**** Reading text
Can they be crossed at 2500 12db?


----------



## m R g S r (Oct 1, 2009)

i was planning on playing them up to 3k or so...the vifas don't like being played much lower than that without a steep slope


----------



## erknjerk (Dec 24, 2010)

What is the cone made of?


----------



## m R g S r (Oct 1, 2009)

there is no cone material listed on parts express site. i didn't bother looking for more detail... after i saw the price, i hit the order button


----------



## primetime1267 (Dec 29, 2010)

Looking nice..... My neighbor has one of those CRV's.. They love it, and I believe it has some mileage also on it as well. I like the center console idea, it should rock the mid bass.


----------



## m R g S r (Oct 1, 2009)

started on the cupholder portion...










holes punched out, edges rounded..










glued to the enclosure..


----------



## MTopper (Nov 4, 2009)

what are you going to do to protect the wood from spills in the cupholder? i know that i my self spill in my car quite often and also have issues with the cans sweating


----------



## m R g S r (Oct 1, 2009)

i am planning on sanding priming sealing and painting inside the cup holders, the rest of the console im not sure how im going to cover it yet. maybe the microfiber maybe the neffy wrap...


----------



## Dmanj (Jan 2, 2011)

Looks like your off to a really good start. Can't wait to see how it turns out!


----------



## erknjerk (Dec 24, 2010)

I have some OG Solobarics that I'll use like you if you like the way you setup sounds.


----------



## m R g S r (Oct 1, 2009)

just ordered all the second skin stuff. 
Damplifier, overkill, luxury liner, and the speaker pad thingy.
********
**** Data for this exercise
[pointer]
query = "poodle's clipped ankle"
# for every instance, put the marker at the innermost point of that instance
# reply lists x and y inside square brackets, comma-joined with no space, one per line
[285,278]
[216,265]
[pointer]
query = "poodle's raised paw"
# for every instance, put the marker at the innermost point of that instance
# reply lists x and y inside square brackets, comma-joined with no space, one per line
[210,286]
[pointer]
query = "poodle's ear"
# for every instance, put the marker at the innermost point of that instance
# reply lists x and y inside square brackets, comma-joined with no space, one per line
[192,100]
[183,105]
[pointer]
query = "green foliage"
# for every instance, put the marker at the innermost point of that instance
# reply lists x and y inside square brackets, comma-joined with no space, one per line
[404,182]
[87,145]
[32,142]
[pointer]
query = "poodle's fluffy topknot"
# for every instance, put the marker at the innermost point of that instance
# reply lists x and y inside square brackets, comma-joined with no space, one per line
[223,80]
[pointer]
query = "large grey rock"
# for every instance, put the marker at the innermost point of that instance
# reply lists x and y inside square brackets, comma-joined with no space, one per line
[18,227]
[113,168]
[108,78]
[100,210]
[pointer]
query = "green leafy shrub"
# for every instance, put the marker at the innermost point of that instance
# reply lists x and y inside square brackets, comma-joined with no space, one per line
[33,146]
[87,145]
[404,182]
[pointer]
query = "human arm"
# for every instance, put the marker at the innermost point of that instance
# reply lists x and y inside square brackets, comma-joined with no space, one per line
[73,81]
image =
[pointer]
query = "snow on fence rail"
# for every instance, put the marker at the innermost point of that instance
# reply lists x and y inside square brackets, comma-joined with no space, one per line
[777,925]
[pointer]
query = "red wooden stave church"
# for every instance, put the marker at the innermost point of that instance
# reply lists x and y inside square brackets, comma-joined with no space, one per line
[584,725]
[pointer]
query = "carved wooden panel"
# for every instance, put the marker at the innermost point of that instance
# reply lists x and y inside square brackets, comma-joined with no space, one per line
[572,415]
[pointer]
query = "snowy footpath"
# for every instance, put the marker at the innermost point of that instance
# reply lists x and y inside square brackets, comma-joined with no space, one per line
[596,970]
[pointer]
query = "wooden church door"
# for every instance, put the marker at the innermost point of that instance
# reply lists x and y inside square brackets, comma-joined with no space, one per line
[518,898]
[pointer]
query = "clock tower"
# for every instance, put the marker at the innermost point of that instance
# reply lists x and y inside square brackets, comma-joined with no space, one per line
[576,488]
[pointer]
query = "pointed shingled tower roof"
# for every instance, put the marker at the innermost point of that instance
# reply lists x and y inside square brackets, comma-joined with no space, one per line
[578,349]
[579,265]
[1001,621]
********
--- Stated exercise 1 ---
In the forum thread, what does m R g S r plan to do to the inside of the cup holders?
--- Stated exercise 2 ---
Collect every line of the records that contains the string "green".

--- Answer 1 ---
Sand, prime, seal, and paint them.

--- Answer 2 ---
query = "green foliage"
query = "green leafy shrub"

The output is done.